### Text to read
>> Begin

Fruit pies sweeten taste of summer

and DONNA DEANE
Los Angeles Times

photo
Juicy nectarines and plump blackberries cavort merrily in a lattice-top pie. A pinch of black pepper adds an intriguing dark note to the crust.

As blueberries ripen in Maine, peaches blush in Georgia and olallieberries turn purple in Washington, a cook's thoughts fill with visions of summer fruit pies.

Thanks to the abundant fruit of orchard and bramble, pies we make at this time of year can be a glorious blend of flavors — honey-sweet apricots and winy cherries together under one flaky-crisp crust, a trio of berries thickened into a jam-like filling in another, the rich fruit flavors of nectarine and blackberries playing off each other in a third.

Some of our best-loved pies are single-ingredient classics, but there's great reason to mix and match: The more complex interplay of flavors in a two- or three-fruit filling is set off by the sweet flakiness of pie crust.

And you don't have to peel apricots. Or blanch nectarines before peeling. For baking, nectarines should be firm but not hard; they should give when pressed with your thumb.

Use less sugar and a smaller amount of thickening agent (such as tapioca) than called for in the past. With the wide availability of farmers market produce, it's best to use both sparingly and allow the true fruit flavors and textures to be enjoyed. Which is not to say these pretty pies are plain-Jane creations in any way. Well-chosen details give them originality and oomph.

A pinch of black pepper in the crust of a nectarine-blackberry pie adds a mysterious and intriguing dark note; vanilla bean enriches an apricot-cherry filling.

To bring the combination of raspberries, blackberries and blueberries to their full expression of flavor, add a little Muscat de Beaumes-de-Venise, the sweet peach-scented wine from the southern Rhone region of France. You could also use another sweet white wine such as Sauternes or Monbazillac.

A few notes on technique are helpful, even if you're an experienced pie maker. Use glass pans to make fruit pies; they won't react with the acid in the fruit. And chill the dough before rolling it out. If you've gotten distracted and left it in the fridge longer than an hour, let it sit at room temperature for about 15 minutes before rolling it out.

Don't shy away from making lattice or cutout crusts — they're not hard to master and it's so rewarding to see the glowing colors of caramelized summer fruit revealed through the windows of golden brown crust.

Apricot-Cherry Pie

  • 2&1/4 c. flour
  • 1/2 t. salt
  • 3/4 c. plus 2 T. cold butter
  • 1/2 t. white vinegar
  • 1 egg yolk
  • Scant 1/2 c. ice water
  • 1&1/2 lbs. firm ripe apricots, pitted and quartered, about 4 cups
  • 1&1/2 lb. cherries, pitted
  • 1/2 large vanilla bean
  • 3/4 c. sugar
  • 3 T. cornstarch
  • 1&1/2 t. lemon juice
  • 1 T. butter, cut into small pieces
  • 1 egg, beaten
  • 1 T. Demerara sugar

Place the flour in a food processor with the salt and pulse to mix. Cut the 3/4 c. plus 2 T. butter into 1-inch chunks and add them to the flour. Pulse 4 to 6 times to break up the chunks of butter. Combine the vinegar and egg yolk in a measuring cup and add enough ice water to bring the volume up to 1/2 c. While pulsing, add the liquid in a steady stream until the flour looks crumbly and damp. You may not use all of the liquid (we used 1/4 c.). Between 25 and 30 pulses should be enough. Don't let the dough form a ball. The crumbs should adhere when you gather them in your hand. If not, add a few more drops of ice water. Divide the dough into two parts. Wrap in plastic wrap and refrigerate 30 minutes to 1 hour.

>> End

### Record set
>> Begin

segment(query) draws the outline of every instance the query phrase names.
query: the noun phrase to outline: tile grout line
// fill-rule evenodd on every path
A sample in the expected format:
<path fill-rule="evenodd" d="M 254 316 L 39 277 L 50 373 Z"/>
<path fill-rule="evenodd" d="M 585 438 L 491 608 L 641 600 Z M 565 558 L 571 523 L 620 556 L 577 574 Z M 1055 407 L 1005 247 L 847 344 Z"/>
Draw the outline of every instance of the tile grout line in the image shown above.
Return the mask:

>> End

### Request 1
In the summer fruit pie article, why should fruit pies be made in glass pans?
### Request 2
Extend the summer fruit pie article, picking up after its final sentence.

### Written answer 1
Glass pans won't react with the acid in the fruit.

### Written answer 2
Alternatively, the dough can be made by hand. Combine the flour with the salt in a large bowl. Cut the butter into 1-inch chunks and add them to the flour, using a fork, a pastry blender or your hands to break up the butter into the flour so the mixture resembles coarse meal. Combine the vinegar and egg yolk in a measuring cup and add enough ice water to bring the volume to one-half cup. Drizzle the liquid, a few tablespoons at a time, over the mixture and stir with a fork until the flour looks crumbly and damp. Again, you may not use all of the liquid. Combine the dough with your hands to form a single ball. Divide the dough in half and cover each half in plastic wrap. Refrigerate 30 minutes to 1 hour.

Heat the oven to 400°. In a large bowl, lightly toss together the apricots and cherries. Use the tip of a knife to scrape the seeds from the vanilla bean onto the fruit and toss to coat. In a small bowl, mix the sugar and cornstarch and pour over the fruit. Toss to coat evenly. Stir in the lemon juice. Let stand while rolling out the dough.

Roll out half of the dough on a lightly floured surface into a 14-inch circle about 1/8-inch thick. Roll the dough loosely around the rolling pin and carefully lift the dough onto a 9-inch deep-dish pie plate. Gently press the dough onto the bottom and sides of the pie plate, leaving the excess hanging over the edge.

Roll out the second round of dough into a 12-inch circle about 1/8-inch thick. Use a 1&3/4-inch round cutter to cut a circle out of the center of the dough. Using the same cutter, cut five other circles out of the dough around the large circle.

Fill the pie shell with the fruit and juices. Sprinkle over the remaining butter. Fold the second round of dough (with cut-outs) into quarters. Place the folded dough on top of the pie so that it is centered when you unfold it to cover the pie.

Pinch the edges of the dough together and fold the edges under to fit the pie plate. Pressing the rim of the dough between two fingers, flute the edges. Brush the crust with beaten egg and sprinkle with Demerara. Put the pie on a baking sheet and bake for about 1 hour until the crust is golden brown and the filling is bubbly. If the crust browns too quickly, loosely tent the top of the pie with foil. Let cool on a wire rack. Makes 8 servings.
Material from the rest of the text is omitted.